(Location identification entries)

========================================

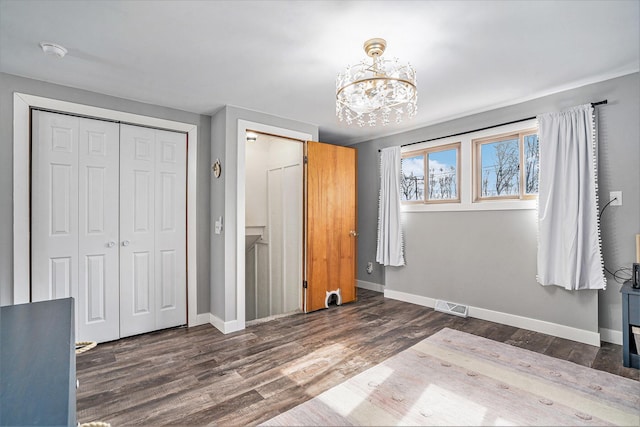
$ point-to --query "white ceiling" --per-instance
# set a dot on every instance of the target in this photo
(282, 57)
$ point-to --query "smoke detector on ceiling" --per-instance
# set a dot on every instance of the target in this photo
(53, 49)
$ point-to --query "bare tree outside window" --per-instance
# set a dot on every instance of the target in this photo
(531, 163)
(439, 183)
(412, 179)
(500, 168)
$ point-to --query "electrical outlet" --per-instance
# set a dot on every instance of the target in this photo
(369, 267)
(617, 195)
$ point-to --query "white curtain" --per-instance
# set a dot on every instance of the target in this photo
(569, 251)
(390, 244)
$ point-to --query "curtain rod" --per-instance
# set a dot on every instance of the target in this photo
(593, 104)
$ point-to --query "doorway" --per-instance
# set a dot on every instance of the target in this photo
(109, 223)
(273, 225)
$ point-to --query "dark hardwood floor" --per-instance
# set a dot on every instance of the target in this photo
(198, 376)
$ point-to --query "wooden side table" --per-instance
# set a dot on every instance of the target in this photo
(630, 317)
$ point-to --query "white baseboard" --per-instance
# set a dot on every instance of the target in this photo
(201, 319)
(611, 335)
(376, 287)
(554, 329)
(225, 327)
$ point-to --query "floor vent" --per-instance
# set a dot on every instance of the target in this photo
(452, 308)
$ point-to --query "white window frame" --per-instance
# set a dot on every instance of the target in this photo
(466, 173)
(426, 152)
(477, 158)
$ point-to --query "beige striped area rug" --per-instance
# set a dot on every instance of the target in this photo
(455, 378)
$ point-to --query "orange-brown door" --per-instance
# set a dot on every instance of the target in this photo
(330, 223)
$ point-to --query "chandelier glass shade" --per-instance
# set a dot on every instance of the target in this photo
(378, 91)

========================================

Transcribe every line in the entries above, taking out only the images.

$ point-to --query "white ceiling" --per-instance
# set a dot on every instance of the target in this photo
(282, 57)
$ point-to --query "smoke detector on ceiling" --per-instance
# set a dot on every instance of the target in this photo
(53, 49)
$ point-to --query "bare tree outside window" --per-instance
# set a dot on every instance of the target in this photo
(531, 163)
(439, 183)
(412, 179)
(500, 168)
$ point-to --query "electrical outlet" --per-instance
# set a dot on every instance of the target in this photo
(369, 267)
(617, 195)
$ point-to --query "white curtain" --per-instance
# set a dot on every instance of the target in this photo
(569, 251)
(390, 244)
$ point-to --query "curtain rod" --per-instance
# set a dot on every instance of the target in this photo
(593, 104)
$ point-to --query "doorway" --per-instance
# set a dot on every instance of the target in this photo
(109, 223)
(273, 225)
$ point-to --query "dark hardwood floor" --per-instance
# set a dot on every instance of the target in this photo
(198, 376)
$ point-to --query "wooden side table" --per-instance
# set a dot on every instance of the target in this photo
(630, 317)
$ point-to --query "white baseboard" --per-instance
# set a dot on every instance of the target in this photo
(201, 319)
(611, 335)
(376, 287)
(554, 329)
(225, 327)
$ point-to --query "floor vent" --per-instance
# set a dot on every instance of the target in this photo
(452, 308)
$ point-to --query "white window frame" --per-instance
# set a dot on every instance of the target in this photo
(466, 173)
(426, 152)
(477, 158)
$ point-to --query "beige striped area rug" --per-instance
# set a dot on every instance of the target in this photo
(455, 378)
$ point-to --query "orange-brown door" --per-instance
# set a dot on every instance of the target in this photo
(330, 223)
$ point-to --query "chandelier glass shade" --per-instance
# set a dot on every instance of the target in this photo
(378, 91)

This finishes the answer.